(TASK DETAILS)
Scan the entries below for the word "hill". Copy out every line in which it occurs.

(THE RECORDS)
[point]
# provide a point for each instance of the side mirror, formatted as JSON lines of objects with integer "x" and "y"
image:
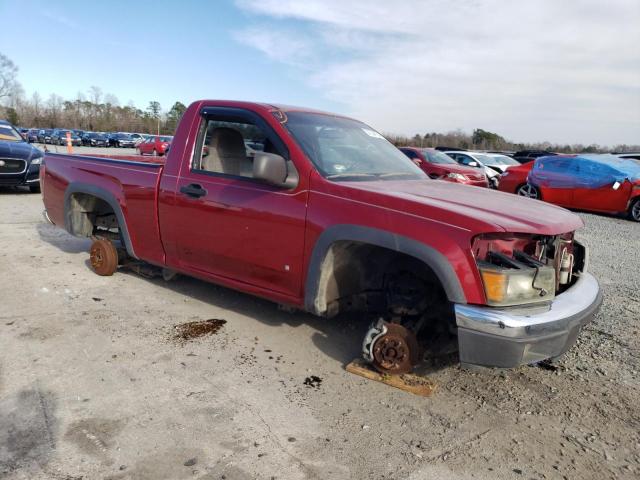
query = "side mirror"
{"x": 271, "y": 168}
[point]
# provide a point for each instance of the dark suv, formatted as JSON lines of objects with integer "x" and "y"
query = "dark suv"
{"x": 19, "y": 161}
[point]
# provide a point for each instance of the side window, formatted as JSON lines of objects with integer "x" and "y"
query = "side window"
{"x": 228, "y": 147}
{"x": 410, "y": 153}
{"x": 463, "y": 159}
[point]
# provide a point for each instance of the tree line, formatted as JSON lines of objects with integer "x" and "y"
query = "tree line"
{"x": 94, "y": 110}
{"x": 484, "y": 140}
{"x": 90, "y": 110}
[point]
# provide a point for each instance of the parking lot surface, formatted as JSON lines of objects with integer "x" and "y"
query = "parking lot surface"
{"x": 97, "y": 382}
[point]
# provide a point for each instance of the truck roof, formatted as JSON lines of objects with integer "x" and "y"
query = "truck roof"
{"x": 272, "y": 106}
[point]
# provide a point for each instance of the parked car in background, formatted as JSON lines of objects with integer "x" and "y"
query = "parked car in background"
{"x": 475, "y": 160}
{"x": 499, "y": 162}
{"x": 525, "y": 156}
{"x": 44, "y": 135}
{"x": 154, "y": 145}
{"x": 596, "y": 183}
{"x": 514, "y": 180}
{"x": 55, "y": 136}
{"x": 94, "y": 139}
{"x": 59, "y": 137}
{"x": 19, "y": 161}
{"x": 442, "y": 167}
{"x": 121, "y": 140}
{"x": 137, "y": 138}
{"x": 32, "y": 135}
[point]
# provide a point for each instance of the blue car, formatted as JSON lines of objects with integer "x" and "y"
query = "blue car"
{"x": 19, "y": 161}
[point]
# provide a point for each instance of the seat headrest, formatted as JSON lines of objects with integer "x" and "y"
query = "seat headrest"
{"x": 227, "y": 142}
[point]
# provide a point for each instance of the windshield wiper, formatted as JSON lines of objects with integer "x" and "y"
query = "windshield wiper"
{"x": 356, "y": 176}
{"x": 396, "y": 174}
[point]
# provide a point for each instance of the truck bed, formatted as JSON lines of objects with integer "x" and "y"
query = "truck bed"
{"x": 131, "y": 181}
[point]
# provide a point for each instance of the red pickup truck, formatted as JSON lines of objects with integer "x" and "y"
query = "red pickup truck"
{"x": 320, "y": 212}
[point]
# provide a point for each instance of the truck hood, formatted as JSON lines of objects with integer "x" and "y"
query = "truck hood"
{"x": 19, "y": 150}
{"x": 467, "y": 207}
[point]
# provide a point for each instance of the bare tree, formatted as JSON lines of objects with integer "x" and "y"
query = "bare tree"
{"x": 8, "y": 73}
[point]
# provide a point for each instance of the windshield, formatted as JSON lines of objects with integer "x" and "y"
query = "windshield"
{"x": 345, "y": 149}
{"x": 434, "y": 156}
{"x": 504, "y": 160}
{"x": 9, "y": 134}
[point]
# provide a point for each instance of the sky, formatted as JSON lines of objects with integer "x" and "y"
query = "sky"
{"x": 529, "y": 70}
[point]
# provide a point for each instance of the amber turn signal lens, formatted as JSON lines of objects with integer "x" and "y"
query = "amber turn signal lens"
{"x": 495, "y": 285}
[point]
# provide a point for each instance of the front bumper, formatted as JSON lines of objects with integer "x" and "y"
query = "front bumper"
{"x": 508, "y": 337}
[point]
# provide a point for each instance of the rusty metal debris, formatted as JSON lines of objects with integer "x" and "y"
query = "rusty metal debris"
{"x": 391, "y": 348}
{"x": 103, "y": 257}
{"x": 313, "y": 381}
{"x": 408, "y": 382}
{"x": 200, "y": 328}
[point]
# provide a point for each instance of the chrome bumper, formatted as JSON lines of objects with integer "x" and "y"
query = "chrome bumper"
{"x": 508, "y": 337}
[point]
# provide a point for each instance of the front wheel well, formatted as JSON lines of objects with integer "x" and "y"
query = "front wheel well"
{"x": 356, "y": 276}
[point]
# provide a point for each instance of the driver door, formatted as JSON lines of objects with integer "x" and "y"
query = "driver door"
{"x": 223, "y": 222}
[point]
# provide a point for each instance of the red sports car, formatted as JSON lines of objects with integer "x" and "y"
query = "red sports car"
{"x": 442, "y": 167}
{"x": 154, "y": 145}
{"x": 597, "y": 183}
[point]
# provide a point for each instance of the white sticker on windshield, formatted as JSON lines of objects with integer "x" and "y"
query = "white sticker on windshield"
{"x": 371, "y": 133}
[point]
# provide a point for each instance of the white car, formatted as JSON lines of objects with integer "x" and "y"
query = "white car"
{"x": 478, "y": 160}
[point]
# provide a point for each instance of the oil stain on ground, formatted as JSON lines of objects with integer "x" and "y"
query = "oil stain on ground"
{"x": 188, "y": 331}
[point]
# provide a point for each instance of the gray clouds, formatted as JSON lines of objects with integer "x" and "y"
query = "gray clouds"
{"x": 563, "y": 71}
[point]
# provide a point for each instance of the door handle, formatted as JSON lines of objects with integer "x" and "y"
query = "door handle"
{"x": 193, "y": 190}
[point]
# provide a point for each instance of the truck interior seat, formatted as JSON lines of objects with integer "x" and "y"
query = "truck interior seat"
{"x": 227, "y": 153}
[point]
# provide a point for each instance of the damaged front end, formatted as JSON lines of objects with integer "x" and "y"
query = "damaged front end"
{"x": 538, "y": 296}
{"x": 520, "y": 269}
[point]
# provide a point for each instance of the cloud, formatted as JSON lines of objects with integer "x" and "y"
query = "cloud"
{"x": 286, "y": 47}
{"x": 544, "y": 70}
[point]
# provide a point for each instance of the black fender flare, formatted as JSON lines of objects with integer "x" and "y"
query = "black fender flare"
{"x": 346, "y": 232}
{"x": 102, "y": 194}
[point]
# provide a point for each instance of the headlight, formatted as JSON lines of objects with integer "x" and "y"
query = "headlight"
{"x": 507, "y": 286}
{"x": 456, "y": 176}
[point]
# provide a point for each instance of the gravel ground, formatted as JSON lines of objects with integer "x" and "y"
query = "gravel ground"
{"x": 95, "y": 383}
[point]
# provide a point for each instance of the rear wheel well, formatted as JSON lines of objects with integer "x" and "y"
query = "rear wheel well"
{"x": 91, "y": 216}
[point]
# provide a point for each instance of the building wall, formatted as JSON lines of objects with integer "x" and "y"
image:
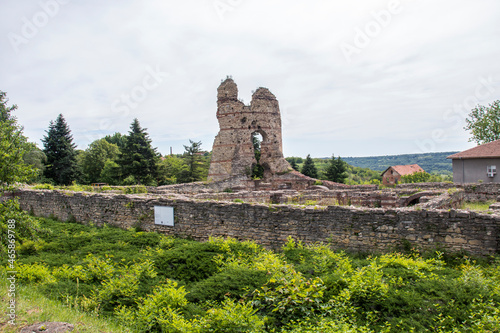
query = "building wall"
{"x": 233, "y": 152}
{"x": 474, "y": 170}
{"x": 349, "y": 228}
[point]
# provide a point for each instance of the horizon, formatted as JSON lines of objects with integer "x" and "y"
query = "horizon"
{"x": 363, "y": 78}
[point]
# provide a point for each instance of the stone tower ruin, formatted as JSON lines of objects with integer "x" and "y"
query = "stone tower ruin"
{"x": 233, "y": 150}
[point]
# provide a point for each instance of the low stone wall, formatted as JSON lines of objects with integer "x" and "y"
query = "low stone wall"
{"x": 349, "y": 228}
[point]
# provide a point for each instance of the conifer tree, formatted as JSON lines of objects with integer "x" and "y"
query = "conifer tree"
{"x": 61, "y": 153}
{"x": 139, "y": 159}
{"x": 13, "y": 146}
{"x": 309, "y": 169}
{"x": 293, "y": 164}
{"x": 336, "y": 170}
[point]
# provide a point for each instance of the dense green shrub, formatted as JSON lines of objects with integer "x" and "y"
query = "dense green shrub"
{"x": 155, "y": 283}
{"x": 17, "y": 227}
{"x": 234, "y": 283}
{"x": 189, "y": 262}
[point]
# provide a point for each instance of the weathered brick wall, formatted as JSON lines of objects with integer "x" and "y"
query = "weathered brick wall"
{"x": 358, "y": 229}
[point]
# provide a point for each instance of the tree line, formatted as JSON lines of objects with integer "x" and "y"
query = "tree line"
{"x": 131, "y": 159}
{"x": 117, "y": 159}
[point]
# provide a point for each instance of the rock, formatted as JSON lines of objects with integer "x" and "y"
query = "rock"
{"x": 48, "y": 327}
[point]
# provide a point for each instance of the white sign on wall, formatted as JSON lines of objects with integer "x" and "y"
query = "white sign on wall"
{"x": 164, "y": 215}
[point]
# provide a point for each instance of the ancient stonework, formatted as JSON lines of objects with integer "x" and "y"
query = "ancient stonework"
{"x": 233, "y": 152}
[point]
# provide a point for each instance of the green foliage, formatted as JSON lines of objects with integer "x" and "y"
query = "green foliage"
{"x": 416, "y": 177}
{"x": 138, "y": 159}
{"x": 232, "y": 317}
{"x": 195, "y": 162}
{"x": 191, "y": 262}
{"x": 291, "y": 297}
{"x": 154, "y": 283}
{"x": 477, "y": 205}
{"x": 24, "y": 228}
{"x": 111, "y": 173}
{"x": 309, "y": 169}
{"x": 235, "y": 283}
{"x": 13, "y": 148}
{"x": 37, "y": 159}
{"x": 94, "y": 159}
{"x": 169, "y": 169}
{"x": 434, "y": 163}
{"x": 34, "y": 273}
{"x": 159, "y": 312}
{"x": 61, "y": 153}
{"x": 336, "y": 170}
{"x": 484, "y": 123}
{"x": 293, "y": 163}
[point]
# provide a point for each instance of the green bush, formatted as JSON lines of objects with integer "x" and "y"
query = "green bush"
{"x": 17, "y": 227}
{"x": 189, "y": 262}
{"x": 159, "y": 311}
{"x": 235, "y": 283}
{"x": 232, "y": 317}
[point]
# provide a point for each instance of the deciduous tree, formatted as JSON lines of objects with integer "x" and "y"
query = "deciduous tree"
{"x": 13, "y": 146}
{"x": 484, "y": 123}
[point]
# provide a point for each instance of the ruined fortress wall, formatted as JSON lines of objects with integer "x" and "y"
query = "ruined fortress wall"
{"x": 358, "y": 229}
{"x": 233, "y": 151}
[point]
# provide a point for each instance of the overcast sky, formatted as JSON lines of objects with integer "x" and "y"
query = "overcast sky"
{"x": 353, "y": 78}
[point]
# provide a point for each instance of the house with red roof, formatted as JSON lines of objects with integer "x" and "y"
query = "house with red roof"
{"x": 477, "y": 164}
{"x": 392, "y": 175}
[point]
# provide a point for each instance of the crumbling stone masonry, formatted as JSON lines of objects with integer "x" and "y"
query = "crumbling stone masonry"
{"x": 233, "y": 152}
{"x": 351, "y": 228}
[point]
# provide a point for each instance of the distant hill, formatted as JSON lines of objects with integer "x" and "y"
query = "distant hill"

(SOLVED PROBLEM)
# provide a point for each instance of the distant hill, formatted as JSON lines of objects with integer "x" and "y"
query = "distant hill"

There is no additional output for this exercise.